## Selected passage
# Rookie Question: Tractor Exhausts



## Diwali (Dec 26, 2015)

I started driving tractors in the UK 60 years ago and I have never seen here a tractor exhaust with a flap on the top but in the US they're quite common, especially on older tractors. This is probably a rookie question but what is the purpose of the flap? 
Please be kind with your answers!


----------



## marc_hanna (Apr 10, 2017)

To keep water out.


----------



## Diwali (Dec 26, 2015)

marc_hanna said:


> To keep water out.


Thanks. It's a logical answer but how would you explain why tractors in the UK (a wet climate!) don't have them, and never have to my knowledge? I'm still confused!!


----------



## jhngardner367 (Apr 5, 2011)

Most use cups,or tin cans ,to cover them,rather than a flapper valve,from what I've been told.
Americans just like watching it flap !


----------



## pogobill (Jan 31, 2012)

I get mesmerized by the flapping myself, John!


----------



## marc_hanna (Apr 10, 2017)

My brother-in-law forgot to put his can on one year and the engine got filled with water. The engine was ruined.


----------



## Hoodoo Valley (Nov 14, 2006)

Sometimes the exhaust hole is turned slightly to direct the exhaust and prevent rain from going straight down.


----------



## sixbales (May 18, 2011)

Howdy Diwali,

You do not need a flapper if you put your tractor undercover, so rainwater doesn't get in the engine. Like others have stated, you can put a can over the exhaust to prevent rainwater entry. The advantage of a flapper is that it doesn't forget to cover the exhaust !


----------



## Diwali (Dec 26, 2015)

marc_hanna said:


> To keep water out.


Thanks. It's a logical answer but how would you explain why tractors in the UK (a wet climate!) don't have them, and never have to my knowledge?

## Written exercise A
In the entries, rewrite the lines starting at the one containing "locate the sky" and ending at the one containing "xmin=0 ymin=74 xmax=1170 ymax=598", swapping "sky reflection" for "cloud reflection" and leaving all else unchanged. Return only those lines.

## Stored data
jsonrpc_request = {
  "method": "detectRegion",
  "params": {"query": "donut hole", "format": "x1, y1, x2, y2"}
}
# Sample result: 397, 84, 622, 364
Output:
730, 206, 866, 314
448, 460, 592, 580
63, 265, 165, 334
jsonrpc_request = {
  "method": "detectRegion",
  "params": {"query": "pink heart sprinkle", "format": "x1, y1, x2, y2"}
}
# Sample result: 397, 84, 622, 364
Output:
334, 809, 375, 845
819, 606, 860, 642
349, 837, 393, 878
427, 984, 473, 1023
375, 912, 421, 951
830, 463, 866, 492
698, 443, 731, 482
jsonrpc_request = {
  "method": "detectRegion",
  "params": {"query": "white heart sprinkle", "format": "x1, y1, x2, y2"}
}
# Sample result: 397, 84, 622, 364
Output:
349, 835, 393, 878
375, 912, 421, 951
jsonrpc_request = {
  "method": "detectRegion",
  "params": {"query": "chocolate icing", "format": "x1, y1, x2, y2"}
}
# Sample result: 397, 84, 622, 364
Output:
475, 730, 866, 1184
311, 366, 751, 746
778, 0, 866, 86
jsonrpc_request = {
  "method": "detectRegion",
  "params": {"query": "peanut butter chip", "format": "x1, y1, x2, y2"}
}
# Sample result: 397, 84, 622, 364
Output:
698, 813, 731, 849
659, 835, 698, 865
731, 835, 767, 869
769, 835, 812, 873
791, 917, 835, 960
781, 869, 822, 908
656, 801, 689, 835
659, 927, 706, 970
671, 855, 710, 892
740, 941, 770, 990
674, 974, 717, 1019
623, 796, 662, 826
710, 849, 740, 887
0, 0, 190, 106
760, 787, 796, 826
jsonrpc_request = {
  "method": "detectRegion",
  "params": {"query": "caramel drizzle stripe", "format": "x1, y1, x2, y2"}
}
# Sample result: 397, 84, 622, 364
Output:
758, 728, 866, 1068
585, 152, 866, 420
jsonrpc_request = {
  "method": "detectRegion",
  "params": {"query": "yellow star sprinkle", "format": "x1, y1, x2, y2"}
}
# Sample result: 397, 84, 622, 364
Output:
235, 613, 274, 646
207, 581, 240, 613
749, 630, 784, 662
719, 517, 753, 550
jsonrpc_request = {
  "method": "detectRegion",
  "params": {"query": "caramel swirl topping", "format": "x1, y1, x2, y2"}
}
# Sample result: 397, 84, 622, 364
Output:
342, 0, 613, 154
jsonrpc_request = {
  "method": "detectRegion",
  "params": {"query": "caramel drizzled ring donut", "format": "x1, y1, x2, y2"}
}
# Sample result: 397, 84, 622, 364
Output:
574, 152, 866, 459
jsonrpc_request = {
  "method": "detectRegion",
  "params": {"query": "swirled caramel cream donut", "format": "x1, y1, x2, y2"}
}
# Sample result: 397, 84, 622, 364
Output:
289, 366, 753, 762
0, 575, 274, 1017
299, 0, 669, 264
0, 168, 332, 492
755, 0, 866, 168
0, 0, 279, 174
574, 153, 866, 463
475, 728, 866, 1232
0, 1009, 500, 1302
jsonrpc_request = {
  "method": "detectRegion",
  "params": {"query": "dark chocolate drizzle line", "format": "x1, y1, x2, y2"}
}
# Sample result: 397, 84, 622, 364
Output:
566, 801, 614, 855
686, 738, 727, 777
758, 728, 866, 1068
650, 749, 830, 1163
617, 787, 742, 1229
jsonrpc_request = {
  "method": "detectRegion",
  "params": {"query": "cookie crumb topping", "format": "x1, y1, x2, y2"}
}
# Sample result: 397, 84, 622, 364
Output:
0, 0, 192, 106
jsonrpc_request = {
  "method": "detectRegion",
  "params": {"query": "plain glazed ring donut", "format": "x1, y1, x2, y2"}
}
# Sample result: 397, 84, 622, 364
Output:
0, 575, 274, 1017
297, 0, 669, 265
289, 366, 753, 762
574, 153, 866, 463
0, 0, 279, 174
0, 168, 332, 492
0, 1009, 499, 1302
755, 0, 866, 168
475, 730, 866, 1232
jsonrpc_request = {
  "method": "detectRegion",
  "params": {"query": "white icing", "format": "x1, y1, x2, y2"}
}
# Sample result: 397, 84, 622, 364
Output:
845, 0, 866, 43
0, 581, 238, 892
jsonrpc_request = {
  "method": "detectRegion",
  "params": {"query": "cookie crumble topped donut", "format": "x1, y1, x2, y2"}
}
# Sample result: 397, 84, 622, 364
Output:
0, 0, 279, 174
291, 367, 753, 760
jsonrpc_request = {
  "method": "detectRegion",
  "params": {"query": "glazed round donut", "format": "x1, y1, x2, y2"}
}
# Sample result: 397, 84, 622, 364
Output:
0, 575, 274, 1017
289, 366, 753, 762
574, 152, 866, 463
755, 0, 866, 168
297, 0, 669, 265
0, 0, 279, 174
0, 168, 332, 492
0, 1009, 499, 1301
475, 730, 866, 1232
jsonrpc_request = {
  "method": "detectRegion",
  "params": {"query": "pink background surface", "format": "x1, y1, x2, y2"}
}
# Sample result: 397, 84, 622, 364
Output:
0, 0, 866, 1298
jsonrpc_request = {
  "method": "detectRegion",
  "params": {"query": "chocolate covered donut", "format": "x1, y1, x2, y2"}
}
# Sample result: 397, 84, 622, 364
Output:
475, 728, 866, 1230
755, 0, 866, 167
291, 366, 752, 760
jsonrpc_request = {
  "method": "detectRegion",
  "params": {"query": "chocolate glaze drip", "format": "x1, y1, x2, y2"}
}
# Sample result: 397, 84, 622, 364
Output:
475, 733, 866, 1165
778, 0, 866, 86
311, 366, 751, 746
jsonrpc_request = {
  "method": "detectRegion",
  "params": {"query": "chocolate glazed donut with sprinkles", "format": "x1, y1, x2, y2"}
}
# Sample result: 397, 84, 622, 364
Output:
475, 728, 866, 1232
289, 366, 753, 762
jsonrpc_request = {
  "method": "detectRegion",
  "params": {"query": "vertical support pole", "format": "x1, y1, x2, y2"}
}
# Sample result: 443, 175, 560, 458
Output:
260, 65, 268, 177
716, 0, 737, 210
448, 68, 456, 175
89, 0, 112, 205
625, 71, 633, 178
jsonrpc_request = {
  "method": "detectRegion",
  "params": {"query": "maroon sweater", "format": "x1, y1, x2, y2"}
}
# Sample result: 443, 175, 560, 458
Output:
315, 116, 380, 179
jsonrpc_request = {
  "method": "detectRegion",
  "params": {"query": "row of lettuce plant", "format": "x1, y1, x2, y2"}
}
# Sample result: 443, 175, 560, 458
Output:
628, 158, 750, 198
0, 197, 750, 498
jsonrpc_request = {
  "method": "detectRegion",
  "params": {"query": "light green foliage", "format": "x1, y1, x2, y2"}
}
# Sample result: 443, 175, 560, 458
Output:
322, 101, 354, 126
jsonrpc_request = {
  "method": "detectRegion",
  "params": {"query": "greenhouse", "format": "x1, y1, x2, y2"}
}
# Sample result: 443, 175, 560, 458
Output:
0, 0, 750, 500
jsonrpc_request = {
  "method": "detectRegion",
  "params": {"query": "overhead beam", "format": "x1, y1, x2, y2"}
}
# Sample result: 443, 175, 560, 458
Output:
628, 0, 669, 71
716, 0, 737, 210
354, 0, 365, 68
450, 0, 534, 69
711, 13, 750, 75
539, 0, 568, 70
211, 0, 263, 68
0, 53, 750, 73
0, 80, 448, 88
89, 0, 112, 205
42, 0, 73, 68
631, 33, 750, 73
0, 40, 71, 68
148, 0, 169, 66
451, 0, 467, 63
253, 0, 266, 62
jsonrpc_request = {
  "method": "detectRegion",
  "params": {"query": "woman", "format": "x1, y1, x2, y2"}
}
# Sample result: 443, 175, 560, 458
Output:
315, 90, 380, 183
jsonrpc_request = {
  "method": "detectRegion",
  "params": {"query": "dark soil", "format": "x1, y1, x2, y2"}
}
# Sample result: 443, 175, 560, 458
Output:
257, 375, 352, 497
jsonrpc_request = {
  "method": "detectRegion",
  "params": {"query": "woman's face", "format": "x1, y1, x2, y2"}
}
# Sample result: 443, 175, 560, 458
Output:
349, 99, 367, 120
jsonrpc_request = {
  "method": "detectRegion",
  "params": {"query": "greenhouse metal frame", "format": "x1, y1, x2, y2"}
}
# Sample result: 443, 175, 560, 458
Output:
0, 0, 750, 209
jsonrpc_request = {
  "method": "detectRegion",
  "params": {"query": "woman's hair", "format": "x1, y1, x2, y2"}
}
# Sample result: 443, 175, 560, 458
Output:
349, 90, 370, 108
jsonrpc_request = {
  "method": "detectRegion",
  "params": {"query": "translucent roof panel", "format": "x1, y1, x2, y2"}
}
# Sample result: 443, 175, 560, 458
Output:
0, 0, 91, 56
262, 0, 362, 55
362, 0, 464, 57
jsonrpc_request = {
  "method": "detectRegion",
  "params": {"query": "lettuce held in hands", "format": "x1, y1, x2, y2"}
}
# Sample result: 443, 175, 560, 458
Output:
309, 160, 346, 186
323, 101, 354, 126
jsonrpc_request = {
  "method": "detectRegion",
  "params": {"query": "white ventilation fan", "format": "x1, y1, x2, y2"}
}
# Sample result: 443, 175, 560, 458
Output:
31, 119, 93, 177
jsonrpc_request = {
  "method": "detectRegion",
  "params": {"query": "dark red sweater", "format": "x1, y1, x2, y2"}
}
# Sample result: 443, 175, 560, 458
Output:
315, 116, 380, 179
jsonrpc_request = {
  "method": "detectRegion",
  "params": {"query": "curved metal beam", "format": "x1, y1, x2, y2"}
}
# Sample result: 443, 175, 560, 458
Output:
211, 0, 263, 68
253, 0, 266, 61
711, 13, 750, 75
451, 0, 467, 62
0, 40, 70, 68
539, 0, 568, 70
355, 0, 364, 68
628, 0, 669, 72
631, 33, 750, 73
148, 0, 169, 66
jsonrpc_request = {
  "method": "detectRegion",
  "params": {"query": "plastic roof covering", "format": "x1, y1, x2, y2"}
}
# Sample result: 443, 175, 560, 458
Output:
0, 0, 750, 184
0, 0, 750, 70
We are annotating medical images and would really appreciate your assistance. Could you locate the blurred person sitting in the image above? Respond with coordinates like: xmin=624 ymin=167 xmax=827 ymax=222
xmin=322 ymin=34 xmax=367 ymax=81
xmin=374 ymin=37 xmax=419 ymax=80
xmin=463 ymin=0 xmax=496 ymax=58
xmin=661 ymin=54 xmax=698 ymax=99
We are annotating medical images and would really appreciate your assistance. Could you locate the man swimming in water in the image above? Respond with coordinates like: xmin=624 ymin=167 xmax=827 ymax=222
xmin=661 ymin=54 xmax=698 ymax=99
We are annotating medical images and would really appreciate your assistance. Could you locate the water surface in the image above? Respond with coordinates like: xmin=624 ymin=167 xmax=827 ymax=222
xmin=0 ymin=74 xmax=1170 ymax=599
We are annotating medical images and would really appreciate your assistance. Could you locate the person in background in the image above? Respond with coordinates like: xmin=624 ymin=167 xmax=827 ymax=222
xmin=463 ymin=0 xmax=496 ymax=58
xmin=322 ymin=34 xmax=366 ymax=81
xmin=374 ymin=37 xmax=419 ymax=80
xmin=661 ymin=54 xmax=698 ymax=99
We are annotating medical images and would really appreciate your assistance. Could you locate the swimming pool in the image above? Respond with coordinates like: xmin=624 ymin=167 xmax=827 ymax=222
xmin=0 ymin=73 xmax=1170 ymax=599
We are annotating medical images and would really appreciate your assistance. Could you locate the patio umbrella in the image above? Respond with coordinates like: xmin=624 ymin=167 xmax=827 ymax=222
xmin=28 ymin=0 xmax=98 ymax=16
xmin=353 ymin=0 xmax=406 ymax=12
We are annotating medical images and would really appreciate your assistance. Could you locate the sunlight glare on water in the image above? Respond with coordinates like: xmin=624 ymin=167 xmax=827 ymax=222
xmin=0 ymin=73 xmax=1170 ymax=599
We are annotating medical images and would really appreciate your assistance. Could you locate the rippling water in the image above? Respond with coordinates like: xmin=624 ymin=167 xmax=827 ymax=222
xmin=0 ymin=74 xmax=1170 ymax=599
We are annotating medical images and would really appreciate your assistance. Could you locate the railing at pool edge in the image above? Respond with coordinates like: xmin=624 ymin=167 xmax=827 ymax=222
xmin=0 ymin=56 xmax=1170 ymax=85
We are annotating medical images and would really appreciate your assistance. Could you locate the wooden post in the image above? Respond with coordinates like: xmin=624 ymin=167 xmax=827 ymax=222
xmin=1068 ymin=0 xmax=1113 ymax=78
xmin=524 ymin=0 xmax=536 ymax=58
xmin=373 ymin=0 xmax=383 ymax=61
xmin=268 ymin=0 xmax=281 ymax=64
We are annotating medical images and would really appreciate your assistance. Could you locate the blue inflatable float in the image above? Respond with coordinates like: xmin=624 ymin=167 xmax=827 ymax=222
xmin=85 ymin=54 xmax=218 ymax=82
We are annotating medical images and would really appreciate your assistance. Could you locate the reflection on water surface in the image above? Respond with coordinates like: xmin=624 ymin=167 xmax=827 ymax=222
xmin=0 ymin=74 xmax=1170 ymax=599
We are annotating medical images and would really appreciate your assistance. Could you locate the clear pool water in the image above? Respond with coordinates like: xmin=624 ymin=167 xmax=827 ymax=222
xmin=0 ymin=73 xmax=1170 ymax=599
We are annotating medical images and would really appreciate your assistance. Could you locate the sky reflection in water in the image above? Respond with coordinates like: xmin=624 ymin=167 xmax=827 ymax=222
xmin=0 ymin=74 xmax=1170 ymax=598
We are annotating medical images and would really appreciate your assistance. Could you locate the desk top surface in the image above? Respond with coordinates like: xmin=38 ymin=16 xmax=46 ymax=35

## Written exercise B
Answer these questions from the tractor exhaust thread:
(i) For how many years has Diwali been driving tractors in the UK?
(ii) What happened when marc_hanna's brother-in-law forgot to put his can on one year?
(iii) According to Hoodoo Valley, what is sometimes done with the exhaust hole, and for what purpose?

## Final answer A
We are annotating medical images and would really appreciate your assistance. Could you locate the cloud reflection in water in the image above? Respond with coordinates like: xmin=624 ymin=167 xmax=827 ymax=222
xmin=0 ymin=74 xmax=1170 ymax=598

## Final answer B
(i) 60 years.
(ii) The engine got filled with water and was ruined.
(iii) The hole is turned slightly to direct the exhaust and prevent rain from going straight down.